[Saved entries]
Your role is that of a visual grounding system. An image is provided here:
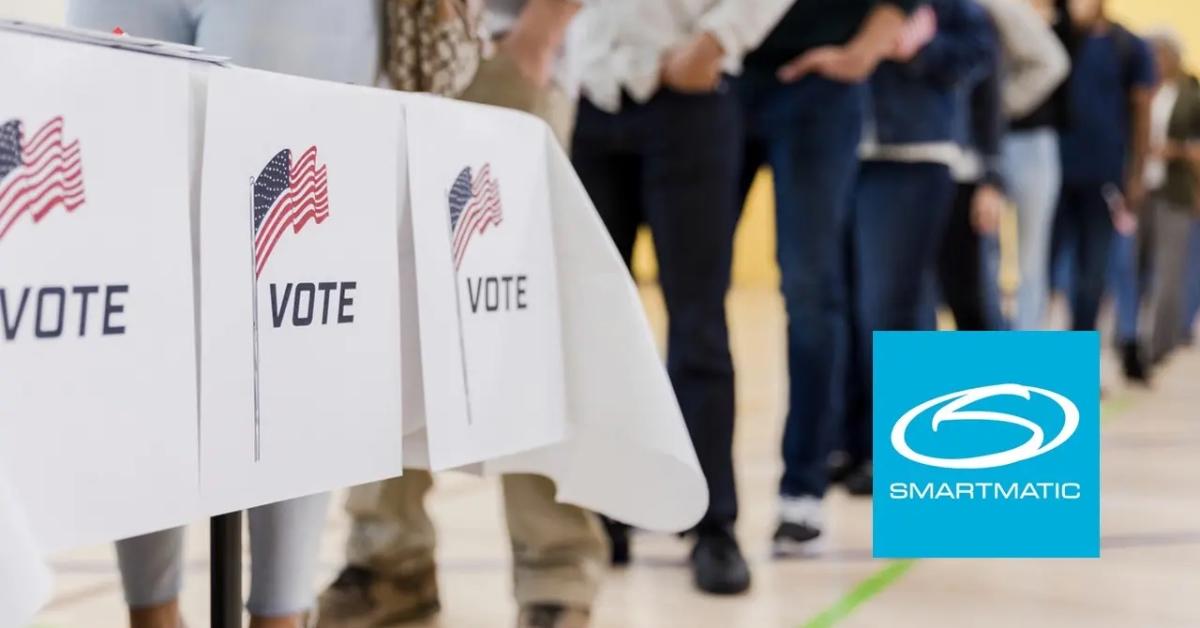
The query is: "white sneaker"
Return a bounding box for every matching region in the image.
[772,496,824,557]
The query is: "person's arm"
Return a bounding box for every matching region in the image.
[662,0,793,92]
[979,0,1070,119]
[778,0,916,83]
[499,0,581,86]
[901,0,997,88]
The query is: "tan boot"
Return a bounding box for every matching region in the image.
[317,566,442,628]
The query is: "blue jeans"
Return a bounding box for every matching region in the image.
[571,90,742,528]
[737,71,865,497]
[844,161,955,461]
[1055,184,1113,331]
[1003,127,1062,329]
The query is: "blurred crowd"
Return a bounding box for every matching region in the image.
[68,0,1200,628]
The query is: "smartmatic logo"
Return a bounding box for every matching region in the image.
[874,331,1099,557]
[892,384,1079,468]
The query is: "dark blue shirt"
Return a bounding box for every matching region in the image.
[1062,25,1156,185]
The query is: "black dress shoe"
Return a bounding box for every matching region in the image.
[841,462,875,497]
[601,516,630,567]
[691,530,750,596]
[1121,341,1150,384]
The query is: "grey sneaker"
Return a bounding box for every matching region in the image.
[316,566,442,628]
[517,604,590,628]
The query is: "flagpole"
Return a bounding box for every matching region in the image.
[450,260,473,425]
[250,177,263,462]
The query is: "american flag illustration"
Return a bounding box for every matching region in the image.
[253,146,329,277]
[0,115,85,244]
[450,163,504,270]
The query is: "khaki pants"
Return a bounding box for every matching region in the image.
[346,55,608,608]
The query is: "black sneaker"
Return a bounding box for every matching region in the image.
[1121,341,1150,384]
[601,516,630,567]
[841,462,875,497]
[691,530,750,596]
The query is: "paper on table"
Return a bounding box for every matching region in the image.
[485,131,708,531]
[0,469,50,628]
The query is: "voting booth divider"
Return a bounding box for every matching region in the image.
[0,22,708,627]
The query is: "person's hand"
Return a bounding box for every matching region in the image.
[662,32,725,94]
[776,46,878,83]
[888,5,937,64]
[496,29,556,89]
[971,184,1008,235]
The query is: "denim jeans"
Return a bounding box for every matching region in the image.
[571,89,742,528]
[1003,128,1062,329]
[845,161,955,461]
[737,70,865,497]
[1055,184,1116,331]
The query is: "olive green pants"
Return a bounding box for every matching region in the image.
[346,55,608,608]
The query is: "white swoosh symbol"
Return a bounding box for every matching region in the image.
[892,384,1079,468]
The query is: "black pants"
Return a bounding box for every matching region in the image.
[1054,184,1116,331]
[937,184,1001,331]
[571,90,742,527]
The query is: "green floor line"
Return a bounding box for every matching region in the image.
[800,395,1133,628]
[803,558,917,628]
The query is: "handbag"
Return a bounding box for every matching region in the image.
[384,0,488,97]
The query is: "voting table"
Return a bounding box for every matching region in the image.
[0,23,708,627]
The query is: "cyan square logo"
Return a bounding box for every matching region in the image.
[872,331,1100,558]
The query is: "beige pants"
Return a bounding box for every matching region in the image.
[346,55,608,608]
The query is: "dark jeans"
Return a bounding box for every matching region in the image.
[845,161,954,462]
[571,91,742,527]
[1055,184,1115,331]
[737,70,865,497]
[937,184,1003,331]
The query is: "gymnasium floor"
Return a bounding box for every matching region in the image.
[25,288,1200,628]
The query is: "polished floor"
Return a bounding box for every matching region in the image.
[28,288,1200,628]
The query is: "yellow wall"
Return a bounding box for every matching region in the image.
[634,0,1200,286]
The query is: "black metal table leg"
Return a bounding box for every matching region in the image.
[209,512,241,628]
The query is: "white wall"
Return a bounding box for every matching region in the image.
[0,0,66,24]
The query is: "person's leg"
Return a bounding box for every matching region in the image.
[1146,201,1193,363]
[1003,128,1062,329]
[937,184,991,331]
[739,72,865,554]
[1181,217,1200,343]
[503,473,608,612]
[246,492,329,628]
[66,0,196,43]
[318,469,440,628]
[851,162,954,453]
[1066,186,1114,331]
[462,54,608,626]
[638,91,750,593]
[116,527,184,628]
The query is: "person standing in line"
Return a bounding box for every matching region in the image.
[1055,0,1156,350]
[734,0,917,554]
[571,0,791,594]
[1146,30,1200,363]
[1003,0,1079,330]
[66,0,380,628]
[938,0,1070,330]
[931,9,1006,331]
[845,0,997,492]
[318,0,608,628]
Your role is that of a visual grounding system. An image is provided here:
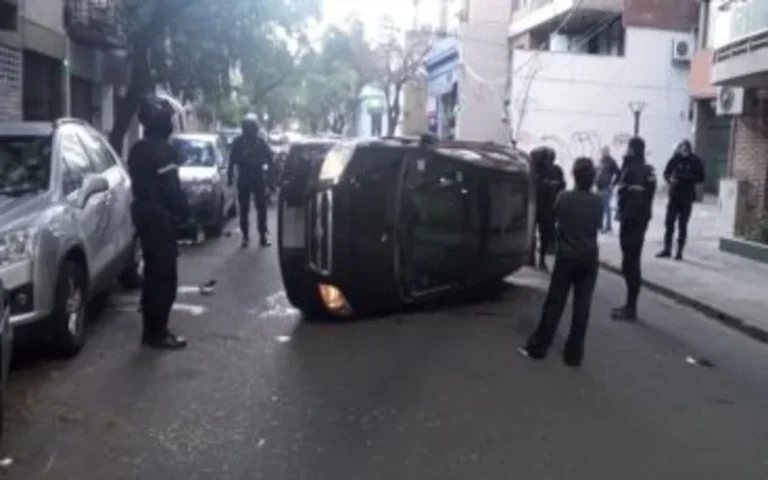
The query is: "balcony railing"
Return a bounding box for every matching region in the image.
[64,0,126,48]
[716,0,768,49]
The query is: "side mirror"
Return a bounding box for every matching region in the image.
[78,175,109,208]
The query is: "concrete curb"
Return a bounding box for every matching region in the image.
[600,260,768,343]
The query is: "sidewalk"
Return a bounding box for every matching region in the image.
[600,195,768,342]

The request => Extract each line from the items above that contains the word "voting".

Exercise output =>
The query is: "voting booth divider"
The query is: "voting table"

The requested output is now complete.